### Given records
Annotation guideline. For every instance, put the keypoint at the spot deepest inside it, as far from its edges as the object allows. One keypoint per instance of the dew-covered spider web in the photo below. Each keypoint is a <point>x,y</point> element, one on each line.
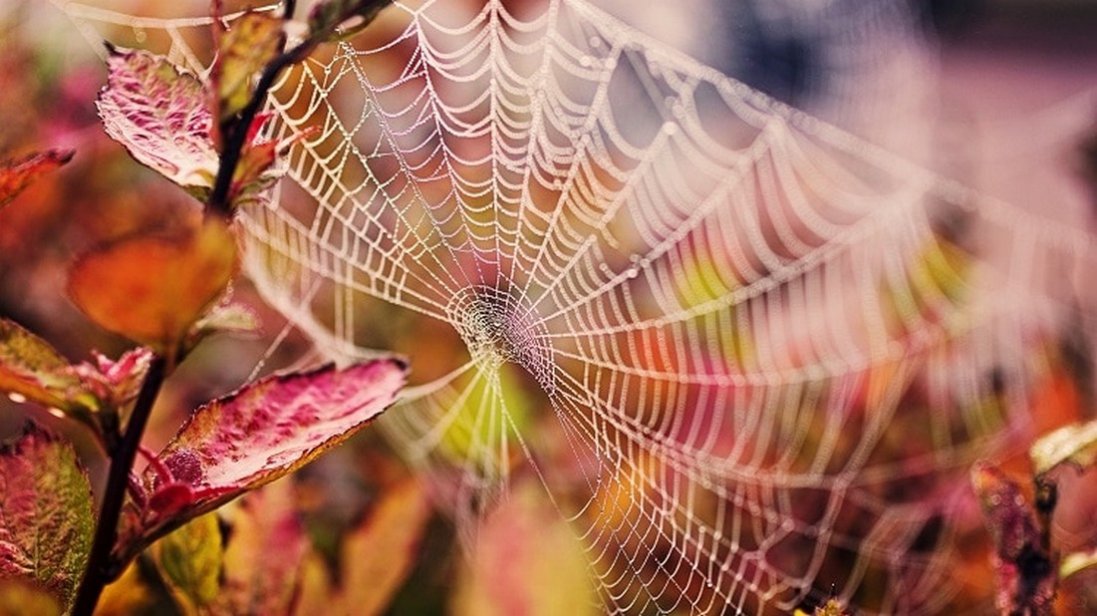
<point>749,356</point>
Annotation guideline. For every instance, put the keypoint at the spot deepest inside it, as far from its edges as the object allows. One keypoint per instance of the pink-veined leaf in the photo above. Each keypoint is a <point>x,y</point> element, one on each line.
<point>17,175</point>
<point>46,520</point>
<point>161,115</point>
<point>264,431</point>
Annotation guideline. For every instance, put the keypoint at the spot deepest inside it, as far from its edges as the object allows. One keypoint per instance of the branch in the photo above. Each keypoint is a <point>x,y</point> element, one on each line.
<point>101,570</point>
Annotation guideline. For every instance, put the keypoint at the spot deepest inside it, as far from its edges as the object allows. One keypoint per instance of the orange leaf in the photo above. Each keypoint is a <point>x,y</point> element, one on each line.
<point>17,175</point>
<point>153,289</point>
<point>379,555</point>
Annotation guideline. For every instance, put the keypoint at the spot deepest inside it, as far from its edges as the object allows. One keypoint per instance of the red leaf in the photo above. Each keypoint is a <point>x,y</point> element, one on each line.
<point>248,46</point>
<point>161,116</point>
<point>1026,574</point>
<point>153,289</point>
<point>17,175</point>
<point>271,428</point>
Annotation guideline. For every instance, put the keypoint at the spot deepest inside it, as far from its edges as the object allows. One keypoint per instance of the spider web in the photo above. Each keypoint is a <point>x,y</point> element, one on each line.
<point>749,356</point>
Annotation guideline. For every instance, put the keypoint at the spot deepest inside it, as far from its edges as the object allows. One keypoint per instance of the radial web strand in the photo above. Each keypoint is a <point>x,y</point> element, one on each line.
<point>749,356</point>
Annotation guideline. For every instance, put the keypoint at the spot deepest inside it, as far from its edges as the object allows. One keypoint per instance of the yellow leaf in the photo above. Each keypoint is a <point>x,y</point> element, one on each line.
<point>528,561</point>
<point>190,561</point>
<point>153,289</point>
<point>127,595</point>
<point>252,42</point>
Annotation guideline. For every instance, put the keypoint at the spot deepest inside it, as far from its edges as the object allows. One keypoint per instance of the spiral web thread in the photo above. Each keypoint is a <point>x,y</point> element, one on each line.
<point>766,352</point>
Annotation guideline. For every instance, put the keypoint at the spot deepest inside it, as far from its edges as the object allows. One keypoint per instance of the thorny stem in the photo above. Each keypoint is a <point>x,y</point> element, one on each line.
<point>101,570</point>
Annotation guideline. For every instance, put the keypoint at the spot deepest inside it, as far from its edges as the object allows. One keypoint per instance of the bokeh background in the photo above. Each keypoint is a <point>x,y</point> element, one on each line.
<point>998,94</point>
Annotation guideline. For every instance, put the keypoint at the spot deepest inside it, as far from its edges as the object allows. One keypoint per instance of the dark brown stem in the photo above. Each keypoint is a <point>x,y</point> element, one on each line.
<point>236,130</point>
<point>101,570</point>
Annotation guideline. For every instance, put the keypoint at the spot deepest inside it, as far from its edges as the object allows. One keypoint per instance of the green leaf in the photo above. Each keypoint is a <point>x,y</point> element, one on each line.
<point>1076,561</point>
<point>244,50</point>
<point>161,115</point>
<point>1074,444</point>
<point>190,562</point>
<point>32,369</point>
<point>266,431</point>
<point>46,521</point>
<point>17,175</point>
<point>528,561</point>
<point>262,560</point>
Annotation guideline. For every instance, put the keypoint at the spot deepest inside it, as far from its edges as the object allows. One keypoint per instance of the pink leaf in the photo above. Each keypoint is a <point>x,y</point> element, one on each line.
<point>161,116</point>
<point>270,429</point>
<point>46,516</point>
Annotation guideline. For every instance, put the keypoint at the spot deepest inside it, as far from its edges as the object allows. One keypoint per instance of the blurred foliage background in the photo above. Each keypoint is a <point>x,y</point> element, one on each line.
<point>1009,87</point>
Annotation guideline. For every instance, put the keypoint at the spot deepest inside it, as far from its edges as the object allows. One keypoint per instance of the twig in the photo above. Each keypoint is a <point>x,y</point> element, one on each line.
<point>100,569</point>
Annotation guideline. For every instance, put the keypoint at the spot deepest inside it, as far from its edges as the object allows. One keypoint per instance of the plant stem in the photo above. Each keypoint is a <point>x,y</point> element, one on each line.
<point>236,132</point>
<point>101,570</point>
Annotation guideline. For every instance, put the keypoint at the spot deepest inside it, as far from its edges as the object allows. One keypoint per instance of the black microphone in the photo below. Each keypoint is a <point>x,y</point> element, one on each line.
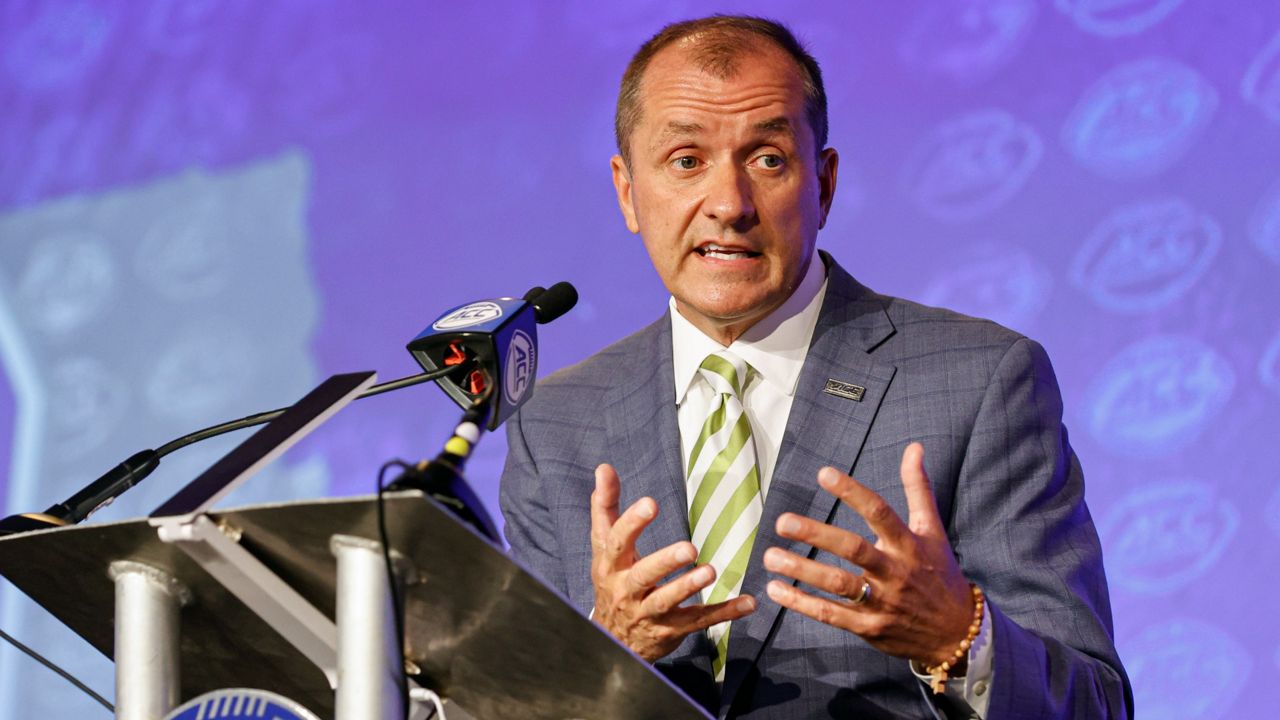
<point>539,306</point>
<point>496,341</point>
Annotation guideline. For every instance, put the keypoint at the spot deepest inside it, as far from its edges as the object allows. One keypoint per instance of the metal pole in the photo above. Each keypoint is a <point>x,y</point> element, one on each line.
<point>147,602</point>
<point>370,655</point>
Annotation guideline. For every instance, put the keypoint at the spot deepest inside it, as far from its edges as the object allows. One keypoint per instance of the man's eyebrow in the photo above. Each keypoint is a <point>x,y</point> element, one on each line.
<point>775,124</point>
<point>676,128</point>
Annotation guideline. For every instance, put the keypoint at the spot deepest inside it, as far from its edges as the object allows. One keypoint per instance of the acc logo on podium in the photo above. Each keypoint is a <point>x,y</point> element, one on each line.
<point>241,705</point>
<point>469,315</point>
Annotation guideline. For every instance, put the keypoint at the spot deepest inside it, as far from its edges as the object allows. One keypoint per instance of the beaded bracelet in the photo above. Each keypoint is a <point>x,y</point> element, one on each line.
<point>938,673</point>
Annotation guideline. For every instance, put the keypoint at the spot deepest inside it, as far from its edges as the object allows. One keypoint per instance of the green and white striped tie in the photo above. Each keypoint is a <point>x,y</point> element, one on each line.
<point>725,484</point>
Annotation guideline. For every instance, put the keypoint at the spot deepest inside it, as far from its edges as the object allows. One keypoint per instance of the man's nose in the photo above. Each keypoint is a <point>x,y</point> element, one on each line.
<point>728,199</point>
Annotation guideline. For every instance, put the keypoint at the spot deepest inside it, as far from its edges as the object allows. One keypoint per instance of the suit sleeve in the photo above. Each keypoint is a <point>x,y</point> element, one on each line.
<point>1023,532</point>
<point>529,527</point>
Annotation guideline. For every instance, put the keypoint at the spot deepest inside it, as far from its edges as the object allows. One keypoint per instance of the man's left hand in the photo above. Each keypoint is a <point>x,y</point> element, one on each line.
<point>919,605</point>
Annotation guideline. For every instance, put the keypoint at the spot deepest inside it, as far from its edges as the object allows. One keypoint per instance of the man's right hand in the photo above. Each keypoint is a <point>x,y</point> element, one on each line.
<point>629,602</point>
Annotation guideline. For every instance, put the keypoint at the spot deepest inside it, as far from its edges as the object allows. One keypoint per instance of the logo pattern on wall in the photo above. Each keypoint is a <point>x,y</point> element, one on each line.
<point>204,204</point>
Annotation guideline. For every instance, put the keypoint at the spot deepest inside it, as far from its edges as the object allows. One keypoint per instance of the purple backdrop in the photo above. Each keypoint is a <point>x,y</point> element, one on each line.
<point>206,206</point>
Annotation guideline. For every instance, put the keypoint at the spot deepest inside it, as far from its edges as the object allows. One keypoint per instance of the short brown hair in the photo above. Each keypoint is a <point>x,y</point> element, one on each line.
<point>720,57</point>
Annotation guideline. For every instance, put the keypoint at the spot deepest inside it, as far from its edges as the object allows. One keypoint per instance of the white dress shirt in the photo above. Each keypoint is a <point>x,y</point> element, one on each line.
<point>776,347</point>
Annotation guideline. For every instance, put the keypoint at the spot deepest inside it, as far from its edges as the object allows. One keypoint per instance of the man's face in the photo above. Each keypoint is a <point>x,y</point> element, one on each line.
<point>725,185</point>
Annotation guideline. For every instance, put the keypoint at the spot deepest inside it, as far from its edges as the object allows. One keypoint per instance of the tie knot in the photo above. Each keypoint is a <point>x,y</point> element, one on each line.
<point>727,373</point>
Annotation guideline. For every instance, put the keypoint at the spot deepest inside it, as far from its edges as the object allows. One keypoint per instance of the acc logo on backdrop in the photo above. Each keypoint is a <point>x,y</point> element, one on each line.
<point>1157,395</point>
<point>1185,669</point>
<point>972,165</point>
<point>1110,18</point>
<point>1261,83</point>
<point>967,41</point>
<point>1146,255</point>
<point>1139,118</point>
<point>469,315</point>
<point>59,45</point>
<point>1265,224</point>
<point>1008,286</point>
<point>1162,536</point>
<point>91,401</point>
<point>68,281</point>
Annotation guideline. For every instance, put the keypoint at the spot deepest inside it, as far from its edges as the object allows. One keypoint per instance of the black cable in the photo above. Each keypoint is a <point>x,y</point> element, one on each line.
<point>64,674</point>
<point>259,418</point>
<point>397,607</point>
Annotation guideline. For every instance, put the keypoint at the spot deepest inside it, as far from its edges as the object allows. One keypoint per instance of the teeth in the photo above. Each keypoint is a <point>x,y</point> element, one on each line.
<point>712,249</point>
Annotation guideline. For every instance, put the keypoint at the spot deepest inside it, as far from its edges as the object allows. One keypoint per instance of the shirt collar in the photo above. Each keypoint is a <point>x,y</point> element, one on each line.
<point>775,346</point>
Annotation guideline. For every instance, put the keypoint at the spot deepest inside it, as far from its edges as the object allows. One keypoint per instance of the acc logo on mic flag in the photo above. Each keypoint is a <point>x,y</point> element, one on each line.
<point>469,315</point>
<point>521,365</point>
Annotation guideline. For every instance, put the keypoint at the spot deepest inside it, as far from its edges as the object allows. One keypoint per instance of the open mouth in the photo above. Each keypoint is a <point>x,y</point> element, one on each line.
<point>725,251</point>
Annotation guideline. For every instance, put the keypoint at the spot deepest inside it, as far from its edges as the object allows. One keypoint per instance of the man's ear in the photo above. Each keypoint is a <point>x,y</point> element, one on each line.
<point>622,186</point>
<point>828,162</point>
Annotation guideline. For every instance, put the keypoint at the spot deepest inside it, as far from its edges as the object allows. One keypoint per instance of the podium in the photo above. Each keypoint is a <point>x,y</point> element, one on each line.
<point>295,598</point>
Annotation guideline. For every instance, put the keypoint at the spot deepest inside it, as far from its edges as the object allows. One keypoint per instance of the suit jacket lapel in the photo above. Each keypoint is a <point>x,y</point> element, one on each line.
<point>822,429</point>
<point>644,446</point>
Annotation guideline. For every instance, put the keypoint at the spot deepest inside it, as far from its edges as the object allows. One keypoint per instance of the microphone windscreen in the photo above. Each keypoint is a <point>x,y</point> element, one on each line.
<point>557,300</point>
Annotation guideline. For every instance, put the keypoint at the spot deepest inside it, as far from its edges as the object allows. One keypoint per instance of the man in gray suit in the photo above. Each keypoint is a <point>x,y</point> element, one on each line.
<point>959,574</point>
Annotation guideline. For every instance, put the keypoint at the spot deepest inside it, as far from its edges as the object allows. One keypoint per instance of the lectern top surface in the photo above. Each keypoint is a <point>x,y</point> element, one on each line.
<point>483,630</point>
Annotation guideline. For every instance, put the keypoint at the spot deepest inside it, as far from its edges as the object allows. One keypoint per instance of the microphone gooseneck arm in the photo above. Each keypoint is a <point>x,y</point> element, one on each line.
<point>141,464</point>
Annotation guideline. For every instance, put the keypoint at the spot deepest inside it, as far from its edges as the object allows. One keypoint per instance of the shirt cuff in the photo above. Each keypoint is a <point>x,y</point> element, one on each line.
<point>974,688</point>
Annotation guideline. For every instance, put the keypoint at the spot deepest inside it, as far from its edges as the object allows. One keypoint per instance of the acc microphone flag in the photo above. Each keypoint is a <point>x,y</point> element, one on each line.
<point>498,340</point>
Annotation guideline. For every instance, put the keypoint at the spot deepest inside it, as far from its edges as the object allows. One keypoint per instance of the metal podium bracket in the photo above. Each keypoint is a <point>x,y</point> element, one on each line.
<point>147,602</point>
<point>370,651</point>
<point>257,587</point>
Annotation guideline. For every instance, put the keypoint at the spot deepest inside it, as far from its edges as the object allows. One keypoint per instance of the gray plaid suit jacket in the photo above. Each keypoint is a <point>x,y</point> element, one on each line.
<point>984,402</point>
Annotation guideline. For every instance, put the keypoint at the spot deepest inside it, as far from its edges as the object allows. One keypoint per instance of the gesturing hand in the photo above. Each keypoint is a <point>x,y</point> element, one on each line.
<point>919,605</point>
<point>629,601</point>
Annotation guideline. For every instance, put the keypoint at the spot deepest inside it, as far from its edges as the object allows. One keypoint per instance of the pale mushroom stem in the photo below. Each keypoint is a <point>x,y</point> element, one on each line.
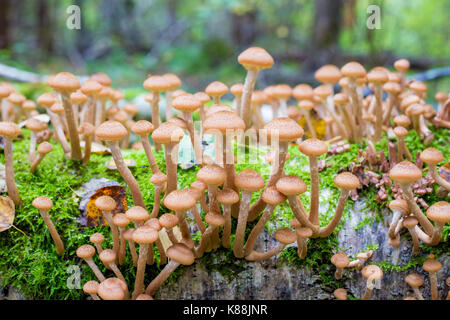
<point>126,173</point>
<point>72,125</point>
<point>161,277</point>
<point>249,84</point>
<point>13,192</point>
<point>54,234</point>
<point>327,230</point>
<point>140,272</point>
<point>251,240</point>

### Short problem
Copy the rows verbatim, from the line with "the suit sleeve" to the line with "<point>1023,532</point>", including both of those lines.

### Exercise response
Annotation guideline. For every instance, put the keypoint at the spot deepest inside it, as far from its edges as the object allows. One keypoint per instance of the suit sleeve in the photo above. Each keypoint is a <point>x,y</point> element, one on each line.
<point>1023,532</point>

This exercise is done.